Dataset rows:
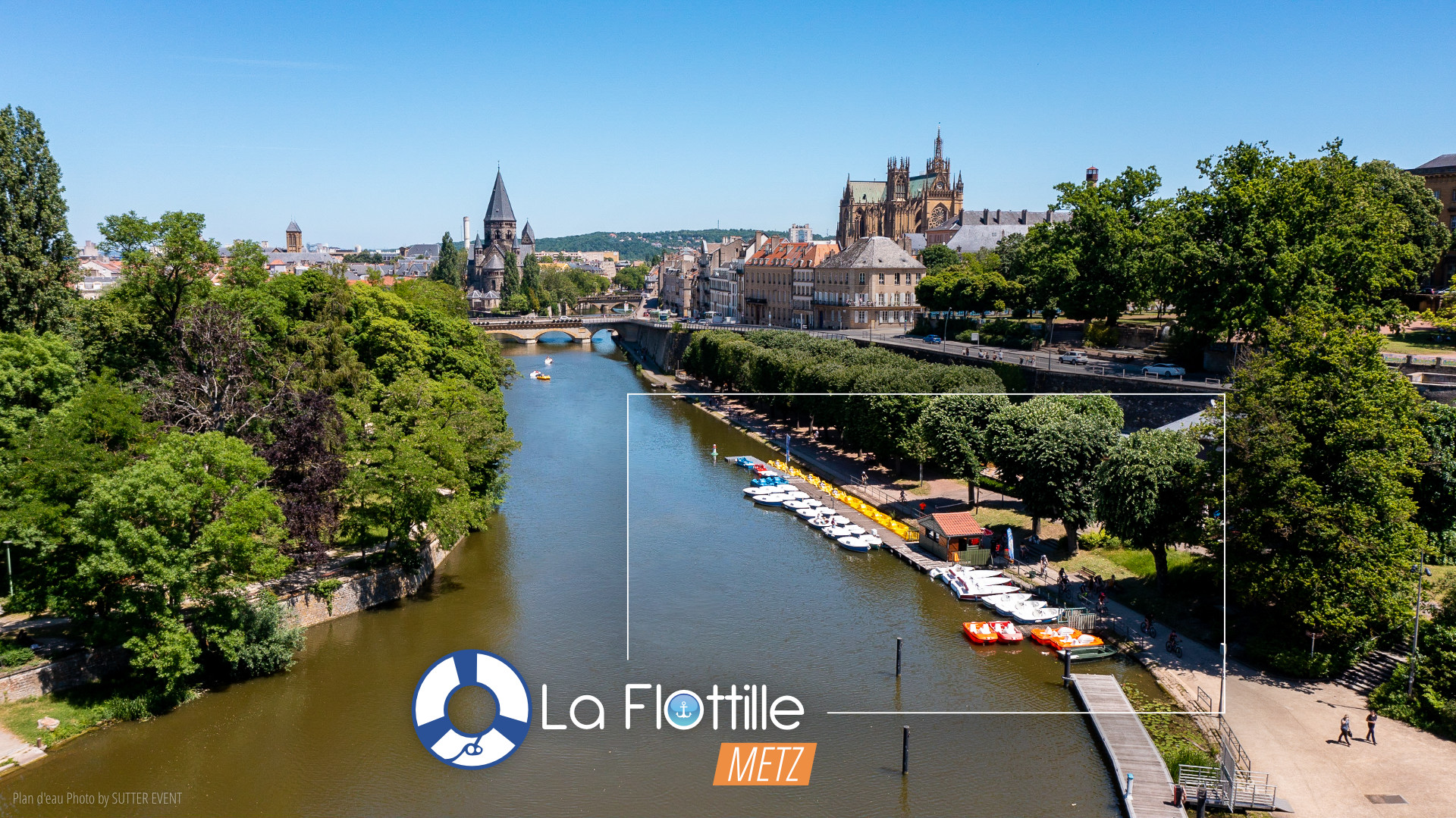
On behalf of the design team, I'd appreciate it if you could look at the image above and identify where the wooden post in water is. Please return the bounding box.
[900,725,910,776]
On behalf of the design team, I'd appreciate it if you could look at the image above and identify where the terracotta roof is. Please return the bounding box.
[916,511,986,537]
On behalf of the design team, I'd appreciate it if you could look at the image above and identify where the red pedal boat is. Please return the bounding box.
[961,622,997,645]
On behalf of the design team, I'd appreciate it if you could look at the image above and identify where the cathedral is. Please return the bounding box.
[834,130,964,247]
[466,171,536,292]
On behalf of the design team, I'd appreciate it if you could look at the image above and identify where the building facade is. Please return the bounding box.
[466,171,536,293]
[834,131,964,247]
[811,236,924,332]
[742,239,839,329]
[1410,153,1456,290]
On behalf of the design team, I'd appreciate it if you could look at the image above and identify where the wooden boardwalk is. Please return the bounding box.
[1072,672,1188,818]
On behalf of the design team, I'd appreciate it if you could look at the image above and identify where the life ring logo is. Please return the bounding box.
[413,650,532,770]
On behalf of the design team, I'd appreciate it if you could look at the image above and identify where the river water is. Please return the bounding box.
[0,339,1150,816]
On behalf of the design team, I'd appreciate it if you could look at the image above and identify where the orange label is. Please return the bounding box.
[714,742,818,788]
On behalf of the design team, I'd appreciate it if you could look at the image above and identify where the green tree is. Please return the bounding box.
[987,394,1122,553]
[98,211,220,342]
[1097,429,1204,592]
[0,105,77,332]
[1172,139,1450,337]
[920,394,1010,508]
[0,332,82,445]
[429,230,464,287]
[223,239,268,290]
[1037,168,1169,326]
[1228,307,1429,672]
[69,432,287,694]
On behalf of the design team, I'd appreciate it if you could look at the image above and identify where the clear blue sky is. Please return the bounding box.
[0,0,1456,246]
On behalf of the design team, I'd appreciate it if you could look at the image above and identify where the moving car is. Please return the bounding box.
[1143,364,1188,378]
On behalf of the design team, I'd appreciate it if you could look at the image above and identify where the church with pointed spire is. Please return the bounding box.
[466,171,536,297]
[834,128,964,247]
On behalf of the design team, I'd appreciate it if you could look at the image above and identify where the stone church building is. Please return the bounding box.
[834,130,964,247]
[466,171,536,299]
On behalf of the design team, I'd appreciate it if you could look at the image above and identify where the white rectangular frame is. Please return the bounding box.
[623,391,1228,718]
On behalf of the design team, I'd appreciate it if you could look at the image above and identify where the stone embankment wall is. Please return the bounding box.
[278,537,451,627]
[0,647,127,701]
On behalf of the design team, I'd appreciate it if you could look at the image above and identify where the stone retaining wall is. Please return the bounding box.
[0,647,127,701]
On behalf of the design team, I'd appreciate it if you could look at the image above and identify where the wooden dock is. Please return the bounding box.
[1072,672,1188,818]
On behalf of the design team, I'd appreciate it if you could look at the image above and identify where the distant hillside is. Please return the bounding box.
[536,227,833,259]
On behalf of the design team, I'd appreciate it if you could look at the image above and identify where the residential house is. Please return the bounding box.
[811,236,924,332]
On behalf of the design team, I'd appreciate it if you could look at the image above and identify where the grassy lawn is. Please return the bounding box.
[1054,549,1223,645]
[1385,329,1456,355]
[0,682,150,745]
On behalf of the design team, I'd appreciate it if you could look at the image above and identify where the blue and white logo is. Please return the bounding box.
[663,690,703,731]
[415,650,532,770]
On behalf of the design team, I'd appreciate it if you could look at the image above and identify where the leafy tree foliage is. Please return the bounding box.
[429,230,464,287]
[0,105,77,332]
[987,394,1122,553]
[1228,309,1429,666]
[1172,139,1450,337]
[0,331,80,445]
[1097,429,1206,592]
[611,265,652,290]
[69,432,288,693]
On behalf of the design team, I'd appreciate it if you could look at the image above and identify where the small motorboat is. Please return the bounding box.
[1031,625,1082,645]
[989,620,1027,644]
[1010,600,1062,625]
[981,592,1031,616]
[961,622,996,645]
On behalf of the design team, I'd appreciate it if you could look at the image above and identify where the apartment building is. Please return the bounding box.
[810,236,924,326]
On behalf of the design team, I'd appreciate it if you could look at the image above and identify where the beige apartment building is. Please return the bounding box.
[742,237,839,328]
[811,236,924,332]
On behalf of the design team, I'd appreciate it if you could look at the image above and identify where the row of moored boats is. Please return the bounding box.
[730,457,885,553]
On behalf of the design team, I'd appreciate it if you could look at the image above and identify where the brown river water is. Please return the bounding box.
[0,337,1153,816]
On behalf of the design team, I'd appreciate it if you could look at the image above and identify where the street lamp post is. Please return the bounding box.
[1405,550,1431,696]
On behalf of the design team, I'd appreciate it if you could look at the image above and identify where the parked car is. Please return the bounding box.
[1143,364,1188,378]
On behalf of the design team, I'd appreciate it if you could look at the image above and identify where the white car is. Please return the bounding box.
[1143,364,1188,378]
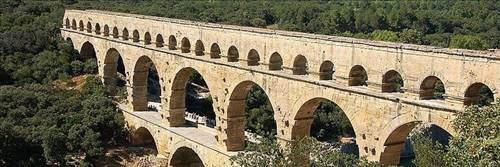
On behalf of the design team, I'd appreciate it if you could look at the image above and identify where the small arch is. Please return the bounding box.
[382,70,404,93]
[122,28,128,41]
[169,147,205,167]
[348,65,368,86]
[113,27,120,38]
[293,55,307,75]
[194,40,205,56]
[131,127,158,155]
[95,23,101,35]
[419,76,446,100]
[247,49,260,66]
[155,34,165,48]
[319,60,335,80]
[210,43,221,59]
[227,46,240,62]
[132,30,140,42]
[104,24,109,37]
[181,37,191,53]
[64,18,71,29]
[464,82,495,106]
[71,19,76,30]
[87,21,92,33]
[78,20,85,31]
[269,52,283,71]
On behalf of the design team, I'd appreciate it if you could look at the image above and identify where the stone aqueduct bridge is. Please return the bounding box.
[61,10,500,166]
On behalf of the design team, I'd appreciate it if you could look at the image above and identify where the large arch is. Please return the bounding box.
[269,52,283,71]
[419,76,446,100]
[103,48,127,95]
[169,147,205,167]
[223,81,276,151]
[130,127,158,155]
[132,56,161,111]
[247,49,260,66]
[168,67,215,127]
[382,70,404,92]
[348,65,368,86]
[464,82,495,106]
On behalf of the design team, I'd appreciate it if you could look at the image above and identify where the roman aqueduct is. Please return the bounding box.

Aim:
Convert every line of the records above into a Markdown table with the columns "Row" and "Content," numbering the rows and skipping blank lines. Omit the pictures from the table.

Finished exercise:
| Row | Content |
|---|---|
| 1 | On behalf of the design team, I'd appreciate it if you could look at the image above and identify where the wooden post in water is. Please return the bounding box. |
| 2 | [900,725,910,776] |
| 3 | On behalf of the design team, I'd appreciate it if you could look at the image above and identify where the terracotta roof is. Please return the bounding box. |
| 4 | [916,511,986,537] |
| 5 | On behalf of the design team, I'd appreciate it if you could look at the image above and identify where the red pedal boat is. Please return the bounding box. |
| 6 | [961,622,997,645] |
| 7 | On behalf of the design team, I'd appreciate it if you could look at the image above and identify where the cathedral is. Please return the bounding box. |
| 8 | [834,130,964,247] |
| 9 | [466,171,536,292] |
| 10 | On behalf of the design team, I'd appreciate it if you could look at the image above and identify where the building facade is. Please return the bounding box. |
| 11 | [466,171,536,293] |
| 12 | [834,131,964,247] |
| 13 | [811,236,924,332] |
| 14 | [742,239,839,329] |
| 15 | [1410,153,1456,290] |
| 16 | On behalf of the design team, I'd appreciate it if you could look at the image above and identify where the wooden boardwalk is. Please return the bounding box. |
| 17 | [1072,672,1188,818] |
| 18 | On behalf of the design team, I'd appreciate it if you could look at the image above and identify where the life ring logo is. Please return the bounding box. |
| 19 | [413,650,532,770] |
| 20 | On behalf of the design team, I'd appreciate it if you could look at the image above and identify where the river water is. Please return the bounding box. |
| 21 | [0,339,1150,816] |
| 22 | On behalf of the design team, I'd appreciate it if you could look at the image above and identify where the orange label is. Please return the bounding box. |
| 23 | [714,742,818,788] |
| 24 | On behalf of the design team, I'd appreciate it if you could look at the image above and identify where the green tree is. Please return the bounding box. |
| 25 | [987,394,1122,553] |
| 26 | [98,211,220,342] |
| 27 | [1097,429,1204,592] |
| 28 | [0,105,77,332] |
| 29 | [1172,139,1450,337] |
| 30 | [920,394,1010,508] |
| 31 | [0,332,82,445] |
| 32 | [429,230,464,287] |
| 33 | [223,239,268,290] |
| 34 | [1037,168,1169,326] |
| 35 | [1228,307,1429,672] |
| 36 | [69,432,287,694] |
| 37 | On behalf of the design team, I'd appreciate it if you could look at the image above and identify where the clear blue sky is. Please return the bounding box. |
| 38 | [0,0,1456,246] |
| 39 | On behalf of the design team, I'd appreciate it if you could look at the image above and identify where the moving car is. Please return the bounding box. |
| 40 | [1143,364,1188,378] |
| 41 | On behalf of the design team, I'd appreciate it if you could look at the image above and identify where the church with pointed spire is. Please return the bounding box. |
| 42 | [466,171,536,297] |
| 43 | [834,128,964,247] |
| 44 | On behalf of the design team, I'd appreciate it if you could look at the image above and identify where the stone church building is. Please return the bounding box. |
| 45 | [834,130,964,247] |
| 46 | [466,171,536,299] |
| 47 | On behalf of the design team, I'd appreciate it if you could look at the image above and identify where the white rectangular frame is. Please return the bounding box. |
| 48 | [623,391,1228,718] |
| 49 | On behalf of the design team, I'd appreciate it if you could look at the image above and identify where the stone embankment wall is. Please return the bounding box. |
| 50 | [278,537,451,627] |
| 51 | [0,647,127,701] |
| 52 | On behalf of the design team, I'd appreciate it if you could look at the image above and identify where the stone retaining wall is. Please return the bounding box. |
| 53 | [0,647,127,701] |
| 54 | On behalf of the design team, I'd appreciate it if you could look at the image above and identify where the wooden dock is. Please return the bounding box. |
| 55 | [1072,672,1188,818] |
| 56 | On behalf of the design team, I'd appreciate it if you could look at the image above and identify where the distant hillside is. Please return the bounding box. |
| 57 | [536,227,833,259] |
| 58 | On behalf of the design team, I'd appreciate it if you could look at the image above and identify where the residential house is. Please return the bounding box. |
| 59 | [811,236,924,332] |
| 60 | On behalf of the design team, I'd appreciate it if you could look at the image above and identify where the grassy lawn is. Please return the bounding box. |
| 61 | [1054,549,1223,645] |
| 62 | [1385,329,1456,355] |
| 63 | [0,682,150,745] |
| 64 | On behalf of the design team, I'd appreciate it if you could look at the image above and identify where the blue and white logo is. Please return the bounding box. |
| 65 | [663,690,703,731] |
| 66 | [415,650,532,770] |
| 67 | On behalf of the design team, I'd appreciate it if you could look at the image above and identify where the leafy tree foliage is. Please return the bounding box. |
| 68 | [429,230,464,287] |
| 69 | [0,105,77,332] |
| 70 | [987,394,1122,553] |
| 71 | [1228,309,1429,666] |
| 72 | [1172,139,1450,337] |
| 73 | [0,331,80,445] |
| 74 | [1097,429,1206,592] |
| 75 | [611,265,652,290] |
| 76 | [69,432,288,693] |
| 77 | On behalf of the design team, I'd appreciate it if you could look at the image above and identify where the small motorboat is. Please return the bounding box. |
| 78 | [1031,625,1082,645] |
| 79 | [989,620,1027,644] |
| 80 | [1010,600,1062,625] |
| 81 | [981,592,1031,616] |
| 82 | [961,622,996,645] |
| 83 | On behalf of the design team, I'd appreciate it if you could look at the image above and identify where the apartment building is. Please return the bounding box. |
| 84 | [810,236,924,326] |
| 85 | On behalf of the design team, I'd appreciate it if you could look at the image above and identify where the beige apartment building is. Please return the bounding box. |
| 86 | [742,237,839,328] |
| 87 | [811,236,924,332] |
| 88 | On behalf of the design team, I'd appreciate it if you could look at the image above and identify where the row of moored boats is. Please return the bounding box. |
| 89 | [730,457,885,553] |
| 90 | On behalf of the design team, I'd appreciate it if you could look at the image above and identify where the brown river water is. Please return the bounding box. |
| 91 | [0,337,1153,816] |
| 92 | On behalf of the design team, I'd appreciate it if you could look at the image above and identify where the street lamp post is. Please return the bounding box. |
| 93 | [1405,550,1431,696] |
| 94 | On behalf of the design team, I'd appreciate it if you could look at the image above and identify where the parked car is. Please return the bounding box. |
| 95 | [1143,364,1188,378] |
| 96 | On behalf of the design team, I'd appreciate it if you could look at the image above and identify where the white car is. Please return the bounding box. |
| 97 | [1143,364,1188,378] |
| 98 | On behalf of the design team, I'd appreciate it if you could look at the image above and identify where the small arch is. Please return the bounding box. |
| 99 | [382,70,404,93] |
| 100 | [122,28,128,41] |
| 101 | [169,147,205,167] |
| 102 | [348,65,368,86] |
| 103 | [113,27,120,38] |
| 104 | [293,55,307,75] |
| 105 | [194,40,205,56] |
| 106 | [131,127,158,155] |
| 107 | [95,23,101,35] |
| 108 | [419,76,446,100] |
| 109 | [247,49,260,66] |
| 110 | [155,34,165,48] |
| 111 | [319,60,335,80] |
| 112 | [210,43,221,59] |
| 113 | [227,46,240,62] |
| 114 | [132,30,140,42] |
| 115 | [104,24,109,37] |
| 116 | [181,37,191,53] |
| 117 | [64,18,71,29] |
| 118 | [464,82,495,106] |
| 119 | [71,19,76,30] |
| 120 | [87,21,92,33] |
| 121 | [78,20,85,31] |
| 122 | [269,52,283,71] |
| 123 | On behalf of the design team, I'd appreciate it if you could look at the image above and identify where the stone aqueduct bridge is. Please return the bounding box. |
| 124 | [61,10,500,166] |
| 125 | On behalf of the design team, I'd appreciate it if you could look at the image above and identify where the large arch is. Please return the bounding box. |
| 126 | [269,52,283,71] |
| 127 | [419,76,446,100] |
| 128 | [103,48,127,95] |
| 129 | [169,147,205,167] |
| 130 | [223,81,276,151] |
| 131 | [130,127,158,155] |
| 132 | [132,56,161,111] |
| 133 | [247,49,260,66] |
| 134 | [168,67,215,127] |
| 135 | [382,70,404,92] |
| 136 | [348,65,368,86] |
| 137 | [464,82,495,106] |
| 138 | On behalf of the design team, I'd appreciate it if you could look at the image above and identify where the roman aqueduct is. Please return the bounding box. |